=== 要求 ===
A. 这段 repmgr 配置文字里，第二个节点的 postgresql.conf 中设了哪些参数？请把参数名全部列出来。
B. 在这段 repmgr 配置文字中，找到以含有“NOTICE: destination directory”的词句开头、到“node (2 required)”为止的那一部分，一字不差地照抄下来。

=== 原文段落 ===
***
修改/etc/repmgr/12/repmgr.conf

node_id=1
node_name='192.168.220.11'
conninfo='host=192.168.220.11 user=repmgr dbname=repmgr connect_timeout=2'
data_directory='/data/pgsql'

启动

su - postgres -c "/usr/pgsql-12/bin/repmgr -f /etc/repmgr/12/repmgr.conf primary register"
INFO: connecting to primary database...
NOTICE: attempting to install extension "repmgr"
NOTICE: "repmgr" extension successfully installed
NOTICE: primary node record (ID: 1) registered

查看

[root@pgsql1 pgsql]# su - postgres -c "/usr/pgsql-12/bin/repmgr -f /etc/repmgr/12/repmgr.conf cluster show"
 ID | Name           | Role    | Status    | Upstream | Location | Priority | Timeline | Connection string                                              
----+----------------+---------+-----------+----------+----------+----------+----------+-----------------------------------------------------------------
 1  | 192.168.220.11 | primary | * running |          | default  | 100      | 1        | host=192.168.220.11 user=repmgr dbname=repmgr connect_timeout=2

3.4. 在第二个节点上

配置/data/pgsql/postgresql.conf的必要参数

listen_addresses = '0.0.0.0'
max_wal_senders = 10
max_replication_slots = 10  
wal_level = replica 
hot_standby = on
archive_mode = on 
archive_command = 'test ! -f /data/archive/%f && cp %p /data/archive/%f'

安装repmgr

curl https://dl.2ndquadrant.com/default/release/get/12/rpm | bash
yum install -y repmgr12

修改/etc/repmgr/12/repmgr.conf

node_id=2
node_name='192.168.220.12'
conninfo='host=192.168.220.12 user=repmgr dbname=repmgr connect_timeout=2'
data_directory='/data/pgsql'

测试

# su - postgres -c "/usr/pgsql-12/bin/repmgr -h 192.168.220.11 -U repmgr -d repmgr -f /etc/repmgr/12/repmgr.conf standby clone --dry-run"
NOTICE: destination directory "/data/pgsql" provided
INFO: connecting to source node
DETAIL: connection string is: host=192.168.220.11 user=repmgr dbname=repmgr
DETAIL: current installation size is 32 MB
INFO: "repmgr" extension is installed in database "repmgr"
INFO: parameter "max_wal_senders" set to 10
NOTICE: checking for available walsenders on the source node (2 required)
***
=== 已知数据 ===
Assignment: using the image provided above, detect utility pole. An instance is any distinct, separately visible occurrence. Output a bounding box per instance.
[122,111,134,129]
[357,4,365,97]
***
=== 练习答案 ===
A.
listen_addresses
max_wal_senders
max_replication_slots
wal_level
hot_standby
archive_mode
archive_command

B.
NOTICE: destination directory "/data/pgsql" provided
INFO: connecting to source node
DETAIL: connection string is: host=192.168.220.11 user=repmgr dbname=repmgr
DETAIL: current installation size is 32 MB
INFO: "repmgr" extension is installed in database "repmgr"
INFO: parameter "max_wal_senders" set to 10
NOTICE: checking for available walsenders on the source node (2 required)